AIM OF THE TASK: Reproduce all of the data exactly, with no line skipped.

DATA RECORDS:
'''
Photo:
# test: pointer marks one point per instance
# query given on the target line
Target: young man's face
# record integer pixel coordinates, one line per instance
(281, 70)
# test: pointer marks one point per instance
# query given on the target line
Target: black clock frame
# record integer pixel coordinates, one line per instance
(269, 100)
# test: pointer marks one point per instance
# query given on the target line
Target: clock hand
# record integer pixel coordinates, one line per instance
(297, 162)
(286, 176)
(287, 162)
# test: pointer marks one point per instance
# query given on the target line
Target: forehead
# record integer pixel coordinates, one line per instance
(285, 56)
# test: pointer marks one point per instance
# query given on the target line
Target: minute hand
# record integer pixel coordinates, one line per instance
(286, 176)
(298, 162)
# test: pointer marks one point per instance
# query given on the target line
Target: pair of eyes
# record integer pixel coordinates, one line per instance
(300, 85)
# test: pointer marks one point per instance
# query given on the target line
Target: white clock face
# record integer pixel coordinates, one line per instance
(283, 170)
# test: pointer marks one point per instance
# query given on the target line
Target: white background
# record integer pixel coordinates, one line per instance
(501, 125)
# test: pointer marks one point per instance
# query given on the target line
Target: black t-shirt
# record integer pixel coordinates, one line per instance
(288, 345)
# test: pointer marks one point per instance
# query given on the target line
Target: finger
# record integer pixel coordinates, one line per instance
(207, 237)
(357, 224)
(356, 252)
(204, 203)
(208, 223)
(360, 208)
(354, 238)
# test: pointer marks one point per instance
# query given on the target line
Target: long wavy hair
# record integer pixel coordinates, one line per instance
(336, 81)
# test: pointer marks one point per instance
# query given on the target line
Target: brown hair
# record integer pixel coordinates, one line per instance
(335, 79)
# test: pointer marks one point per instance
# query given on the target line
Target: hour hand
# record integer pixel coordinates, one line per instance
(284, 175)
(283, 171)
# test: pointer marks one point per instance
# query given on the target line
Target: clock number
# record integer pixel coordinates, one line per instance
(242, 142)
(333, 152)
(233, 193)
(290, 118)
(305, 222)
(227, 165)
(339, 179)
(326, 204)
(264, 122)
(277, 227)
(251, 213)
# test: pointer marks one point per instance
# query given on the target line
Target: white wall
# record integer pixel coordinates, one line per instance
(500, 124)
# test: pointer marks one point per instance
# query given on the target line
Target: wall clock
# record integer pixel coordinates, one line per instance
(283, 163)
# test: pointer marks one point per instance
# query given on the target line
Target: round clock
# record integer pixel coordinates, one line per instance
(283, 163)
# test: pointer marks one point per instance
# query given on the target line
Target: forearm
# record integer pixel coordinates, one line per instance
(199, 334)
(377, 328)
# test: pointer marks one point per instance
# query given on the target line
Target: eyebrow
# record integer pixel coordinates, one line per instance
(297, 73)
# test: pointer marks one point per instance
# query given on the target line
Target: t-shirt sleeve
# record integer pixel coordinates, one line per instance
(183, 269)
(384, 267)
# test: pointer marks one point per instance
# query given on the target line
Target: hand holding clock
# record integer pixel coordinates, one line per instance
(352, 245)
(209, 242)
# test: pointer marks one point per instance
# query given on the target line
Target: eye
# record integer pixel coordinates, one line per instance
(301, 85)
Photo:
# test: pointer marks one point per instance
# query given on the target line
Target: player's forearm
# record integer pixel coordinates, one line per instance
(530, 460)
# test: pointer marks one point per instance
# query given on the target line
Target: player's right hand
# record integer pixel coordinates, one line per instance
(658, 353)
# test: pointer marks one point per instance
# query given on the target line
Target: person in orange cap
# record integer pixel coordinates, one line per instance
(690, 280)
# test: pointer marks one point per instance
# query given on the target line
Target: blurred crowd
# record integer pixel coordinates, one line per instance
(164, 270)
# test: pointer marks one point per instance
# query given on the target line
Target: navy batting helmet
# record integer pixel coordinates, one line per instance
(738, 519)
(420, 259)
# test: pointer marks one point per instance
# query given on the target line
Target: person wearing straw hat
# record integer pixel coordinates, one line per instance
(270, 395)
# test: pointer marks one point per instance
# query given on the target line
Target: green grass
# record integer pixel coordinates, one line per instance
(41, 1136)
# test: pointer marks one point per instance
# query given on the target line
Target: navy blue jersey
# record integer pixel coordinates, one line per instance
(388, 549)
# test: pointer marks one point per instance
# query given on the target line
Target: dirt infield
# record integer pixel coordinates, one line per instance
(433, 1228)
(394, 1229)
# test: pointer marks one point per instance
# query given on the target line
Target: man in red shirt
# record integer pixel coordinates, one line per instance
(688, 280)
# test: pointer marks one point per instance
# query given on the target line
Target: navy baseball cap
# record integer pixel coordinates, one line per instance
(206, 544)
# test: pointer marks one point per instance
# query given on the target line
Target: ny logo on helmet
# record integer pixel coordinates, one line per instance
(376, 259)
'''
RESPONSE AREA:
Photo:
# test: pointer marks one point per instance
# query given on the target line
Target: young man's face
# record integer pixel coordinates, one line per instance
(281, 70)
# test: pointer marks one point per instance
# query given on the target line
Target: black clock frame
# record integer pixel coordinates, one line per instance
(269, 100)
# test: pointer marks one point per instance
# query given on the target line
Target: clock hand
# record integer pixel coordinates, one line per instance
(297, 162)
(286, 176)
(287, 162)
# test: pointer marks one point per instance
# query given on the target line
Target: forehead
# record integer pixel coordinates, one line per instance
(285, 56)
# test: pointer marks one point per instance
# query given on the target line
Target: minute hand
# record integer pixel coordinates, one line per instance
(286, 176)
(298, 162)
# test: pointer marks one point per instance
# query given on the target line
Target: pair of eyes
# record integer pixel coordinates, one line per instance
(300, 85)
# test: pointer marks one point per instance
# query given on the target line
Target: white clock face
# record integer pixel coordinates, one line per instance
(283, 170)
# test: pointer marks one point per instance
# query given on the target line
Target: white background
# record integer pixel coordinates, one line per instance
(501, 125)
# test: pointer marks one point per instance
# query given on the target line
Target: black t-shirt
# record integer pixel coordinates, one line per instance
(288, 345)
# test: pointer marks one point per instance
# query given on the target line
Target: finger
# record integer pixel coordinates, one line per instance
(207, 237)
(357, 224)
(356, 252)
(204, 203)
(208, 223)
(360, 208)
(354, 238)
# test: pointer marks one point per instance
# query given on the target line
Target: long wavy hair
# record integer pixel coordinates, one line per instance
(336, 81)
# test: pointer marks one point per instance
# query given on the target line
Target: brown hair
# record integer pixel coordinates, one line per instance
(335, 79)
# test: pointer marks one point per instance
# query given on the target line
Target: hour hand
# record integer pixel coordinates, one line per instance
(284, 175)
(283, 171)
# test: pointer marks one point per instance
# query given on the target line
Target: clock number
# record integer pixel coordinates, one line per instance
(242, 142)
(333, 152)
(233, 193)
(290, 118)
(305, 222)
(227, 165)
(339, 179)
(326, 204)
(264, 122)
(277, 227)
(251, 213)
# test: pointer marks one point per instance
# query given on the target line
Target: white wall
# record integer pixel coordinates, one line per instance
(500, 124)
# test: pointer marks one point per instance
# query given on the target line
Target: wall clock
# record integer pixel coordinates, one line per instance
(283, 163)
# test: pointer marks one point per instance
# query given on the target line
Target: round clock
# record integer pixel coordinates, one line per instance
(283, 163)
# test: pointer marks one point per instance
# query given on the target line
Target: forearm
# record integer pixel coordinates, one line per instance
(199, 334)
(377, 328)
# test: pointer marks one point per instance
# query given on the target line
Target: eyebrow
# record integer pixel coordinates, one line per instance
(297, 73)
# test: pointer marks one point per instance
# query given on the target line
Target: t-shirt sleeve
# record integer pixel coordinates, one line per instance
(183, 269)
(384, 267)
# test: pointer marks one point per instance
# query given on the target line
Target: hand holding clock
# record integer pixel coordinates, one line per instance
(352, 245)
(209, 242)
# test: pointer marks one point per instance
# query given on the target line
Target: eye
# record integer pixel coordinates, one line per instance
(301, 85)
Photo:
# test: pointer marks one point per instance
# query given on the target line
Target: player's forearm
# record integer pixel coordinates, one line per instance
(530, 460)
# test: pointer marks one point per instance
# query given on the target line
Target: player's right hand
# record integer pixel coordinates, one line per instance
(658, 353)
# test: pointer marks one point per instance
# query given on the target line
Target: person in orange cap
# record integer pixel coordinates, one line per instance
(690, 280)
# test: pointer marks one point per instance
# query given on the target line
Target: blurred crowd
# record integer pixel coordinates, one line per instance
(164, 270)
# test: pointer marks one point per instance
# query given on the target line
Target: navy batting helmet
# record integer pixel coordinates, one line per instance
(738, 519)
(420, 259)
# test: pointer marks one point per instance
# query given on the target line
Target: person wearing straw hat
# record integer pixel coordinates, one line per instance
(270, 395)
# test: pointer marks one point per instance
# query given on the target line
Target: green grass
# record integer pixel coordinates, one line per instance
(41, 1136)
# test: pointer marks one point per instance
# query given on the target line
Target: navy blue jersey
# record integer pixel coordinates, one line per instance
(388, 549)
# test: pointer marks one point per instance
# query given on the target line
Target: dirt infield
# record integer pixel coordinates, one line per instance
(433, 1228)
(394, 1229)
# test: pointer marks one point per instance
# query given on the target line
Target: man in red shirt
# record integer pixel coordinates, one line per instance
(688, 280)
# test: pointer marks one point per instance
# query given on the target line
Target: navy baseball cap
# record integer pixel coordinates, one line per instance
(206, 544)
# test: pointer marks one point per instance
# query given on the target line
Target: ny logo on helmet
# record integer pixel coordinates, one line per instance
(376, 259)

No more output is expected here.